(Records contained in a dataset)
=-=-=-=-=

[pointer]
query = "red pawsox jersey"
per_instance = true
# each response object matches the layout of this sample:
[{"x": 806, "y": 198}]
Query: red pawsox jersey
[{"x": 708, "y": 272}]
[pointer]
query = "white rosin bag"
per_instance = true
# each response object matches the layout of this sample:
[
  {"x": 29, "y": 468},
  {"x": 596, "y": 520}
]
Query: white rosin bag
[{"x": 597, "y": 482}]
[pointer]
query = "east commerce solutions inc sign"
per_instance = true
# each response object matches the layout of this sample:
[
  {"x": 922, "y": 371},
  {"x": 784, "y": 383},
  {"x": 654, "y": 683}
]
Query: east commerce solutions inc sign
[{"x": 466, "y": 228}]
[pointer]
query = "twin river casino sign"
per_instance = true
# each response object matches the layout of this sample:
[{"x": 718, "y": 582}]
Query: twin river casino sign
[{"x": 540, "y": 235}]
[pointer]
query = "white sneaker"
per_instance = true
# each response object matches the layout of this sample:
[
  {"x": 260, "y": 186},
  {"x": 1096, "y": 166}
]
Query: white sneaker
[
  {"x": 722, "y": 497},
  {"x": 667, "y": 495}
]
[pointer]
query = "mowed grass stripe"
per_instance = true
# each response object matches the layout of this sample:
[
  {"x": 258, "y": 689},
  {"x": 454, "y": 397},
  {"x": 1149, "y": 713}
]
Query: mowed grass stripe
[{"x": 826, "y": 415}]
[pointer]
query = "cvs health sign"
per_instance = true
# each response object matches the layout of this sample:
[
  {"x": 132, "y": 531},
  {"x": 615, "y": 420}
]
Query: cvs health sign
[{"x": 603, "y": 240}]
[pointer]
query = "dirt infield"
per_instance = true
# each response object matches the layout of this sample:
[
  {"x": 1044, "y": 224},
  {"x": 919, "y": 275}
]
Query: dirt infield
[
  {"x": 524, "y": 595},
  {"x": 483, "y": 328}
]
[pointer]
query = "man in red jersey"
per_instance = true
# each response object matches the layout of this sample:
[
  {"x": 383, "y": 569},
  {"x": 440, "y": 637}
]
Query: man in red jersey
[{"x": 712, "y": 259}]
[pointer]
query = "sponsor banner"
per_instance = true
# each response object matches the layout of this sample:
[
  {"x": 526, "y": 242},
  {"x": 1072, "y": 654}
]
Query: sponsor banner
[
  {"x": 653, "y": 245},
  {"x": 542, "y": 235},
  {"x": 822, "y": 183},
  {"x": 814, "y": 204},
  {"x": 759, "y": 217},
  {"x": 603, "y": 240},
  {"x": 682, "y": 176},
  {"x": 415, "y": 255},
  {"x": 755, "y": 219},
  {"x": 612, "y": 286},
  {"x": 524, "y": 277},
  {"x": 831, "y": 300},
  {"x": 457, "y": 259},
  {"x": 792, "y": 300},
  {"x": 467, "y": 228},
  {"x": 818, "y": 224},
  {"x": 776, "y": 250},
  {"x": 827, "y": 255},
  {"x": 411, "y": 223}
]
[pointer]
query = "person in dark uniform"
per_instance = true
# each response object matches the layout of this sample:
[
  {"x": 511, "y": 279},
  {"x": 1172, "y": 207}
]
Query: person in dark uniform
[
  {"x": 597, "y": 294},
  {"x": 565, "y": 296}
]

=-=-=-=-=

● **Directions**
Take the listing above and set it down exactly.

● **Answer**
[pointer]
query = "red pawsox jersey"
per_instance = true
# each response object matches the layout of this sample:
[{"x": 806, "y": 198}]
Query: red pawsox jersey
[{"x": 708, "y": 272}]
[pointer]
query = "white rosin bag"
per_instance = true
# each response object matches the layout of this sample:
[
  {"x": 29, "y": 468},
  {"x": 596, "y": 520}
]
Query: white rosin bag
[{"x": 597, "y": 482}]
[pointer]
query = "east commerce solutions inc sign"
per_instance = true
# each response object matches the layout of this sample:
[
  {"x": 922, "y": 371},
  {"x": 784, "y": 383},
  {"x": 654, "y": 683}
]
Query: east commerce solutions inc sign
[{"x": 466, "y": 228}]
[pointer]
query = "twin river casino sign"
per_instance = true
# each response object matches the layout of this sample:
[{"x": 718, "y": 582}]
Query: twin river casino sign
[{"x": 540, "y": 235}]
[pointer]
query = "white sneaker"
per_instance = true
# each response object matches the layout of this sample:
[
  {"x": 260, "y": 186},
  {"x": 1096, "y": 166}
]
Query: white sneaker
[
  {"x": 722, "y": 497},
  {"x": 667, "y": 495}
]
[pointer]
query = "mowed grass stripe"
per_instance = true
# each response object matches the layout of this sample:
[
  {"x": 258, "y": 689},
  {"x": 454, "y": 397},
  {"x": 1149, "y": 713}
]
Query: mowed grass stripe
[{"x": 826, "y": 415}]
[pointer]
query = "cvs health sign"
per_instance = true
# each response object matches the layout of this sample:
[
  {"x": 132, "y": 531},
  {"x": 615, "y": 420}
]
Query: cvs health sign
[{"x": 603, "y": 240}]
[pointer]
query = "dirt infield"
per_instance = true
# each response object matches the layout of this sample:
[
  {"x": 1044, "y": 224},
  {"x": 919, "y": 275}
]
Query: dirt infield
[
  {"x": 524, "y": 595},
  {"x": 483, "y": 328}
]
[pointer]
query = "man in red jersey"
per_instance = true
# each response object matches the layout of this sample:
[
  {"x": 383, "y": 569},
  {"x": 440, "y": 637}
]
Query: man in red jersey
[{"x": 712, "y": 259}]
[pointer]
query = "sponsor banner"
per_instance = true
# each response object matches the layout of this sample:
[
  {"x": 526, "y": 242},
  {"x": 1072, "y": 654}
]
Query: sponsor banner
[
  {"x": 653, "y": 245},
  {"x": 542, "y": 235},
  {"x": 822, "y": 183},
  {"x": 814, "y": 204},
  {"x": 759, "y": 217},
  {"x": 603, "y": 240},
  {"x": 682, "y": 176},
  {"x": 415, "y": 255},
  {"x": 755, "y": 219},
  {"x": 612, "y": 286},
  {"x": 524, "y": 277},
  {"x": 831, "y": 300},
  {"x": 457, "y": 259},
  {"x": 792, "y": 300},
  {"x": 467, "y": 228},
  {"x": 818, "y": 224},
  {"x": 776, "y": 250},
  {"x": 827, "y": 255},
  {"x": 411, "y": 223}
]
[pointer]
query = "person in dark uniform"
per_instance = true
# each response object matches the layout of this sample:
[
  {"x": 511, "y": 279},
  {"x": 1172, "y": 207}
]
Query: person in dark uniform
[
  {"x": 597, "y": 294},
  {"x": 565, "y": 296}
]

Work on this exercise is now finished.